▶ Exercise brief:
In the entries below, copy out verbatim every line from the one containing "lynx cat logo?" through the last line of the entries, both ends included.

▶ Data supplied:
======
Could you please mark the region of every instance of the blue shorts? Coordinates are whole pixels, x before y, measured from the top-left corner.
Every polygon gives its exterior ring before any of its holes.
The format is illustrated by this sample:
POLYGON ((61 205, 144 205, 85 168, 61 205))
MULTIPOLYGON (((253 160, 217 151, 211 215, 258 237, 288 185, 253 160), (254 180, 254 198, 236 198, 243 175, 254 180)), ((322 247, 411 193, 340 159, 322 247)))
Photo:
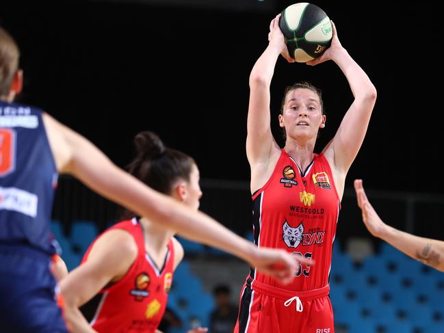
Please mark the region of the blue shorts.
POLYGON ((68 333, 49 254, 0 243, 0 330, 68 333))

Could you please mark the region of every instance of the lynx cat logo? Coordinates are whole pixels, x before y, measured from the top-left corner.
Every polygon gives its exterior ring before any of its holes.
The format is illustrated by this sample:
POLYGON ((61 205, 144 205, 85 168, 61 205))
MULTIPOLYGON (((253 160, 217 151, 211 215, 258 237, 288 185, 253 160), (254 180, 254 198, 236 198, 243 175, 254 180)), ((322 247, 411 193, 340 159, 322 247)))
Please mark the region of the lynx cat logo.
POLYGON ((325 230, 320 230, 319 228, 309 229, 309 232, 304 233, 304 220, 296 228, 291 227, 287 220, 282 227, 283 230, 282 238, 285 245, 289 248, 298 248, 300 242, 302 245, 309 246, 313 244, 320 245, 324 243, 325 230))
POLYGON ((304 232, 302 222, 300 222, 300 224, 296 228, 291 228, 285 221, 282 228, 284 231, 282 238, 287 246, 289 248, 297 248, 300 241, 302 240, 302 232, 304 232))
======
▶ The reply:
Could you please mark the region of every instance of the lynx cat logo? Coordinates are whole pixels, x before y, measured from the top-left corner.
Every polygon gives its exterior ring before any of its holes.
The format is illustrated by this sample:
POLYGON ((61 205, 144 205, 85 168, 61 205))
MULTIPOLYGON (((253 160, 217 151, 211 215, 258 237, 288 185, 253 160), (254 180, 254 198, 236 198, 243 175, 254 180)), ((322 247, 411 193, 340 159, 322 247)))
Please mark the region of the lynx cat logo.
POLYGON ((325 230, 320 230, 319 228, 309 229, 309 232, 304 233, 304 220, 296 228, 291 227, 287 220, 282 227, 283 230, 282 238, 285 245, 289 248, 298 248, 300 242, 302 245, 309 246, 313 244, 320 245, 324 243, 325 230))
POLYGON ((304 232, 302 222, 300 222, 300 224, 296 228, 291 228, 285 221, 282 228, 284 231, 282 238, 287 246, 289 248, 297 248, 300 241, 302 240, 302 232, 304 232))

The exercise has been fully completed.